[BEGIN SOURCE DATA]

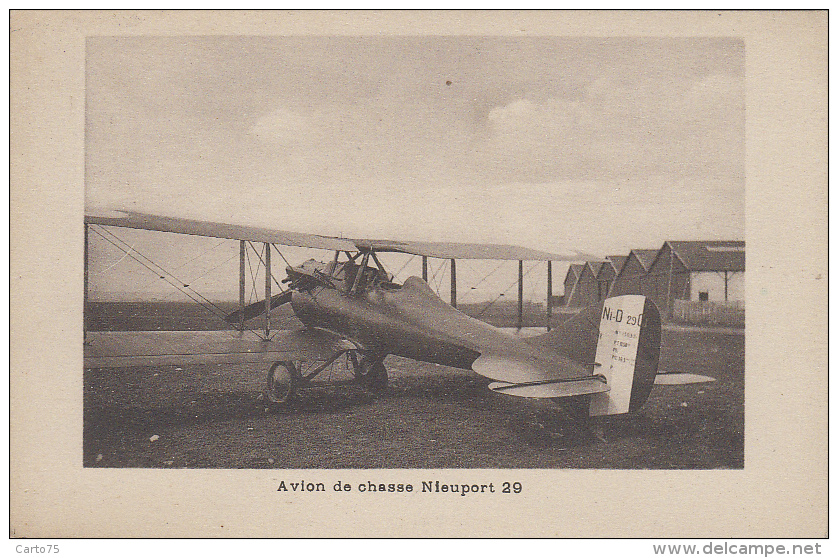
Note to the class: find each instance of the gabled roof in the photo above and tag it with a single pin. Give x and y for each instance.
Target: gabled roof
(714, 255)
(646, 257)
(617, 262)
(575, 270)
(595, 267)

[END SOURCE DATA]
[BEGIN SOURCE DATA]

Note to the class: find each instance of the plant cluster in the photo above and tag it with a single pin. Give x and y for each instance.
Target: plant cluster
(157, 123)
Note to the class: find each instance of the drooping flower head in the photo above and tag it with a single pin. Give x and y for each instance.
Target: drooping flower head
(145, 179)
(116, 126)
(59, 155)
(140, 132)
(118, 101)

[END SOURCE DATA]

GIVEN REQUEST
Count the lines in the entries above that contain the string "single". Give only the number.

FINAL ANSWER
3